TEXT EXCERPT:
+++

Is a conspiracy culture taking root here, too?

The way the debate over health care has played out in this country makes me wonder if the United States is coming to resemble the Middle East.

In the Middle East, and in Pakistan, the public views the world through a haze of conspiracy theories. No scenario is too outlandish to believe, and many fill the airwaves and the local press. Facts are largely absent, or buried under mountains of fiction.

You may recall one of the most egregious of such theories: that Israel carried out the 9/11 attacks, as “proved” by the fact that Jews didn’t show up for work at the twin towers that day (a ludicrous lie). However, I was assured that this claim was true by several very sincere Saudi graduate students in Riyadh in the spring of 2002. I was also assured by a leading Pakistani journalist in May in Islamabad that America and India were conspiring to dismember his country.

I used to feel a sense of relief when I returned from a trip to those regions and picked up an American newspaper. But when I see the current health care debate derailed by false charges about “death panels” — charges that persist no matter how often they’re refuted — I begin to get nervous. When the blogosphere seethes with false claims President Obama isn’t a citizen, I begin to wonder:

Could a conspiracy culture take root here?

I understand why Arabs and Pakistanis are susceptible to such fantasies. In societies ruled for decades by autocrats, ordinary people have little control over their fate and no access to solid information. Yet they are anxious for explanations about their economic problems, or their country’s lack of development progress.

Conspiracy theories that blame foreigners or minorities for every ill and are propagated by political or religious leaders fill the vacuum. Government-controlled media promote them, and privately owned media print them because they sell. Brave journalists who try to write truth are risking their livelihood, or their lives.

Of course, “the paranoid style” is not unknown to American politics, as Richard Hofstadter wrote in his famous 1964 essay. Rather, it is “an old and recurrent phenomenon” linked with discontented and suspicious groups at turbulent periods in our history.

Among Hofstadter’s examples: the anti-Masonic movement, the anti-Catholic movement, the theories of some populist writers who constructed “a great conspiracy of international bankers,” and — on both sides of the racial divide — the White Citizens’ councils and the Black Muslims.

Hofstadter also cites the anticommunist conspiracy theories of Sen. Joseph McCarthy in the early 1950s, who denounced “a conspiracy of infamy” by which “men high in this government are concerting to deliver us to disaster.”

+++

Region pointing data:
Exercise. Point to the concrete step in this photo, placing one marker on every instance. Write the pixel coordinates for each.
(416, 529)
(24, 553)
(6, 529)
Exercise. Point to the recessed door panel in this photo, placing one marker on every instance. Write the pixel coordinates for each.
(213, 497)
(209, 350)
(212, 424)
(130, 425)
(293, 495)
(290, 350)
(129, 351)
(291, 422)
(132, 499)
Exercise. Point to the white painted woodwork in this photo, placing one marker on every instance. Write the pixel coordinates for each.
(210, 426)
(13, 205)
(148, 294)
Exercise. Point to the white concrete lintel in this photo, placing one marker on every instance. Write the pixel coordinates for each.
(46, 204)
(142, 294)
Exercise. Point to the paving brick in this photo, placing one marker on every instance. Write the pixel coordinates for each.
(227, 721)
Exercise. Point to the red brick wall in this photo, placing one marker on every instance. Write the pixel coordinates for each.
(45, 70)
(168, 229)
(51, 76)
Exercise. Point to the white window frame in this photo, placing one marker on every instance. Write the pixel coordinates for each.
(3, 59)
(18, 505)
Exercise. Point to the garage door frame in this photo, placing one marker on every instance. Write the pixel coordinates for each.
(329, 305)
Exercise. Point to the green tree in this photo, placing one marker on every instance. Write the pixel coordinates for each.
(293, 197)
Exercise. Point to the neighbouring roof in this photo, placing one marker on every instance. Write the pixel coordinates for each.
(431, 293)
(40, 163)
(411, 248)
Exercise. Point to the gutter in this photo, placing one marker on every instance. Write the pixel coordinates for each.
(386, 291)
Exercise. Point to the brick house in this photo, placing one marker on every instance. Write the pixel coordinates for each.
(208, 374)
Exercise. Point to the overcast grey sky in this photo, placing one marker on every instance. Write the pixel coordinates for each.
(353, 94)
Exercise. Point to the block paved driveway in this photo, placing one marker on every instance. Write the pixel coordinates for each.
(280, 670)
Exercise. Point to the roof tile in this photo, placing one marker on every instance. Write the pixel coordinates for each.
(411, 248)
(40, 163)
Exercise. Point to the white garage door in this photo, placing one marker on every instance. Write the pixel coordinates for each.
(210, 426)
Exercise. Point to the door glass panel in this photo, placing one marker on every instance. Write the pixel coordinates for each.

+++

Continue the column on conspiracy culture from the point where it stops.

YOUR RESPONSE:
In more recent decades one could dismiss American conspiracy theorists as isolated from the mainstream: think small groups operating in Montana or in Deep South enclaves. Or those, including a just-resigned minor White House official, who believed the Bush administration let 9/11 happen as a pretext for war.

In the age of the Internet, however, things have dramatically changed.

Large numbers of Americans now turn to ideological Web sites for their news, or to (mostly conservative) radio talk shows. Unverified opinions, rumors, and emotions are served up in lieu of facts, but are often accepted as gospel. Meantime, the mainstream media, which still lays out facts, including on health care, is vilified by left and right and economically battered.

Add to this brew, a widespread fear of the future bred by the economic crisis, and a growing frustration with government (fanned by blogs and talk shows.) Further add the fact of our first African- American president, who, although elected by a majority, stirs resentment and rage among some.

Such a climate is the perfect incubator for conspiracy theories. What’s particularly disturbing is to see prominent national politicians encourage the politics of paranoia — as Sarah Palin did with grossly untrue claims about death panels and Sen. Chuck Grassley did with talk of “pulling the plug on grandma.” There’s enough misinformation out there, without legislators adding to the furor.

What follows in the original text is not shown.